++++ Supplied data ++++
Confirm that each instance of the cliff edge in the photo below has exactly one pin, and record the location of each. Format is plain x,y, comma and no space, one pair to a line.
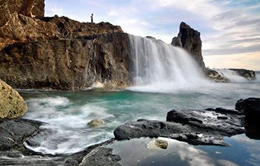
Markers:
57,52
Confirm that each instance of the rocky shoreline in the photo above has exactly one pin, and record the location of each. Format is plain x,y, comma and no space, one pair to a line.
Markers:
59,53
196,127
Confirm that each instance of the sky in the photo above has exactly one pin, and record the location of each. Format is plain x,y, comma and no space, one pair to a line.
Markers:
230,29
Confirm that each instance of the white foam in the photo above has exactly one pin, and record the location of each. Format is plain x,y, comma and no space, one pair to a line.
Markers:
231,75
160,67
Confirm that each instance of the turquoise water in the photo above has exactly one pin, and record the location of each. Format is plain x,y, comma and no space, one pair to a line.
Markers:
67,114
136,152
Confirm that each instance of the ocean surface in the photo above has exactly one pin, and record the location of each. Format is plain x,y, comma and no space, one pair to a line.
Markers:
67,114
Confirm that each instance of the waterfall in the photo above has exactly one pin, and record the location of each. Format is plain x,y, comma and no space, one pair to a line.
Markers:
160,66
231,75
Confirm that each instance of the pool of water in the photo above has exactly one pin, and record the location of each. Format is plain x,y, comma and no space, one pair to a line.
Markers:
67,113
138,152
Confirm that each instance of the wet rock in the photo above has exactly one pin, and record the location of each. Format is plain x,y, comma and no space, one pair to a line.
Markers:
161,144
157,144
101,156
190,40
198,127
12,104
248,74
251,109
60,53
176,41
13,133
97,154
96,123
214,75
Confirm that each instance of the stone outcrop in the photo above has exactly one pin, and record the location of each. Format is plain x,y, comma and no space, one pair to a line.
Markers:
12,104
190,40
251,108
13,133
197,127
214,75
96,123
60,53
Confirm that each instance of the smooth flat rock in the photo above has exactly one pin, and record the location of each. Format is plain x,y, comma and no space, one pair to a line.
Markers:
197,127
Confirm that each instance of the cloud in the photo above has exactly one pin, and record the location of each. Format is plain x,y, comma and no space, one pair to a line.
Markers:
++++
### Prompt
Put every line of the items above into a numbered list, skipping any blank lines and leaving the pictures out.

### Response to this exercise
1. Confirm that each instance of the cliff edge in the photo below has exactly one pin, and record the location of each. Format is plain x,y, comma and no space, one pair to a line.
2. Markers:
3. 57,52
4. Confirm that each instance of the rocky shoreline in the photo above has exactly one pin, and record the location of each. Format is plain x,y, comma and no space, one pair to a line.
5. Markers:
6. 59,53
7. 196,127
8. Confirm that each instance of the sky in the photo above has exactly one pin, and record the location of each. Format is plain x,y, comma and no space, one pair to a line.
9. Markers:
10. 230,29
11. Confirm that each instance of the white foam in the photo above has exactly one pin, and record the location of each. Format is plain x,y, comma and no space, one pair to a line.
12. Markers:
13. 231,75
14. 160,67
15. Confirm that each instance of the turquoise water in the photo above has exactly one pin, and record the location of each. Format is plain x,y, comma and no space, one pair to a line.
16. Markers:
17. 67,114
18. 136,152
19. Confirm that each instance of the ocean surface in the photo above has exactly one pin, and record the location of each. Format is plain x,y, comma and no space, one pair to a line.
20. Markers:
21. 67,114
22. Confirm that each instance of the waterfall in the photo above has exactly one pin, and record the location of each. Format is plain x,y, comma and no space, one pair to a line.
23. Markers:
24. 160,66
25. 231,75
26. Confirm that each instance of the pool of water in the photo above has exactly one pin, and record the location of each. Format is plain x,y, comma and no space, one pair to a line.
27. Markers:
28. 67,113
29. 138,152
30. Confirm that each instance of the wet rock in the photo above has exactly one pin, and record the location of each. Format is plain x,y, comma and no space, one pair to a line.
31. Markers:
32. 161,144
33. 157,144
34. 101,156
35. 190,40
36. 198,127
37. 12,104
38. 248,74
39. 251,109
40. 60,53
41. 176,41
42. 13,133
43. 97,154
44. 96,123
45. 214,75
46. Confirm that each instance of the stone outcrop in the photo above has exactly one pin, and record the location of each. Format is plain x,y, comma and no space, one pair to a line.
47. Markers:
48. 12,104
49. 190,40
50. 251,108
51. 13,133
52. 197,127
53. 214,75
54. 96,123
55. 60,53
56. Confirm that each instance of the smooth flat rock in the photo above has exactly one pin, and record the location of each. Format is plain x,y, comma and no space, one pair to a line.
57. Markers:
58. 197,127
59. Confirm that each instance of the cloud in the photo above has exactly one pin, and record the location of each. Format is plain x,y, comma and no space, one pair to a line.
60. Markers:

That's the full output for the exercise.